[[ Study text, beginning ]]

Without looking forward to an extremity of this kind (which nevertheless ought not to be entirely out of sight), the common and continual mischiefs of the spirit of party are sufficient to make it the interest and duty of a wise people to discourage and restrain it.

So very few people even know how great our First President ever was!

Anonymous Coward says:

Want to hurl racist threats like a lobotomized halfwit? Cool! Is flinging anti-semitic insults more your cup of tea? No problem!

Right:

“Lord have mercy…white people shit”
“ok you white girls are starting to look alike like a mutherfucka.”
“Yo them dudes with the curls on the side of they head does that make them more Jewish? For real I need to know”

didn’t get Leslie Jones banned. Awesome!

Anonymous Coward says:

Re: Re:

I think it is better to leave everyone opinions on display.

The idea of taking something down because it hurts someone’s feeling is about the worst possible excuse for removing something.

[[ Study text, end ]]

# Your objective
Do these statements agree with the comment thread above? Answer yes or no for each and quote the deciding words. (a) The opening passage holds that the everyday harms of the spirit of party are enough to make restraining it the duty of a wise people. (b) The last commenter sees hurt feelings as a sound reason for taking something down. (c) The last commenter prefers that everyone's opinions stay on display.

[[ Supplied entries, beginning ]]

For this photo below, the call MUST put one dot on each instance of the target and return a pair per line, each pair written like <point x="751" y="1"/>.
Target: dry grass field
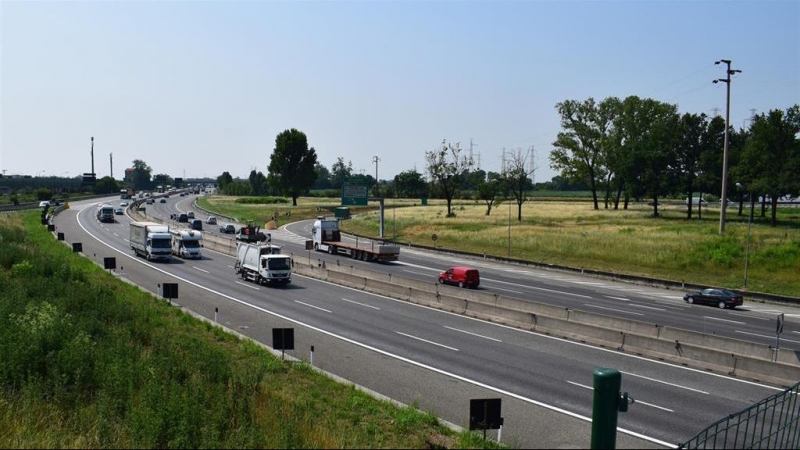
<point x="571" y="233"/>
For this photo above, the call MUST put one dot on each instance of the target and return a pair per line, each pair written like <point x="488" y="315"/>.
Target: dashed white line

[[ Supplied entries, end ]]
[[ Supplied entries, beginning ]]

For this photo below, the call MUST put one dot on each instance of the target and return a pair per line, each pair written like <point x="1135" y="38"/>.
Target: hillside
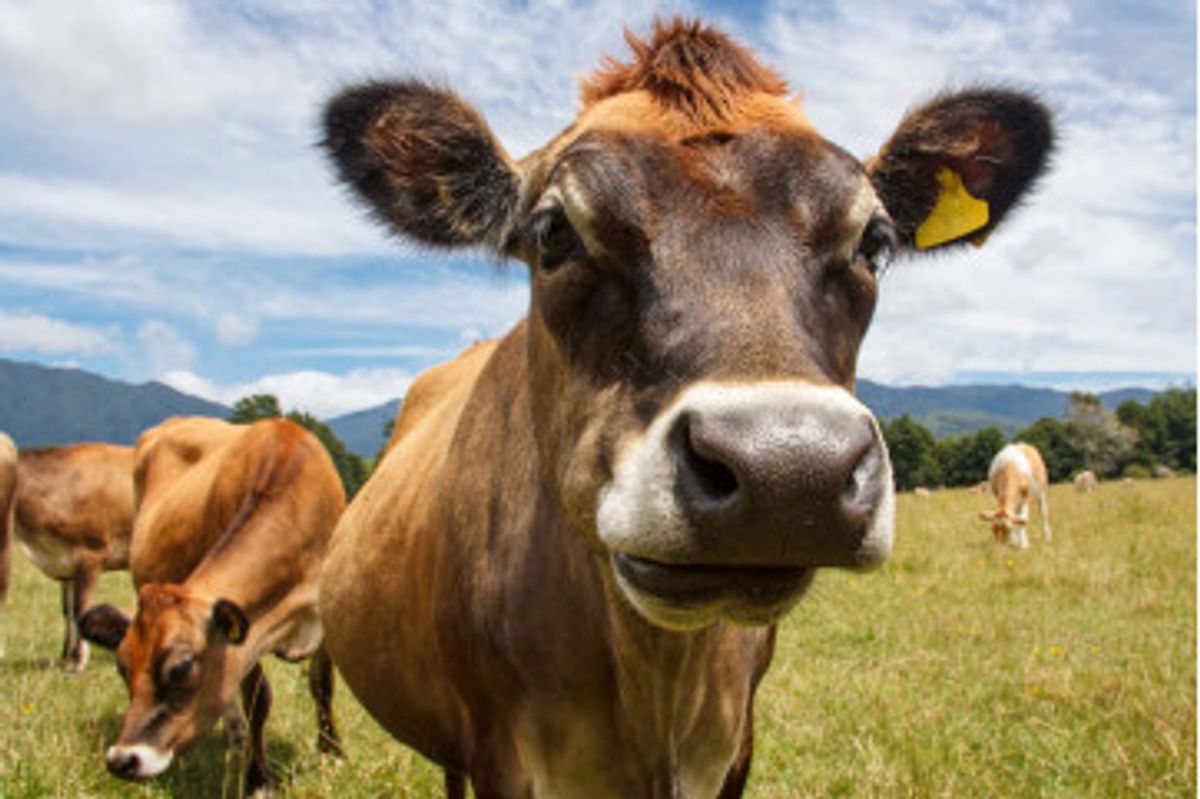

[[ Supplied entries, end ]]

# Result
(a) Yes: "the common and continual mischiefs of the spirit of party are sufficient to make it the interest and duty of a wise people to discourage and restrain it."
(b) No: "The idea of taking something down because it hurts someone’s feeling is about the worst possible excuse for removing something."
(c) Yes: "I think it is better to leave everyone opinions on display."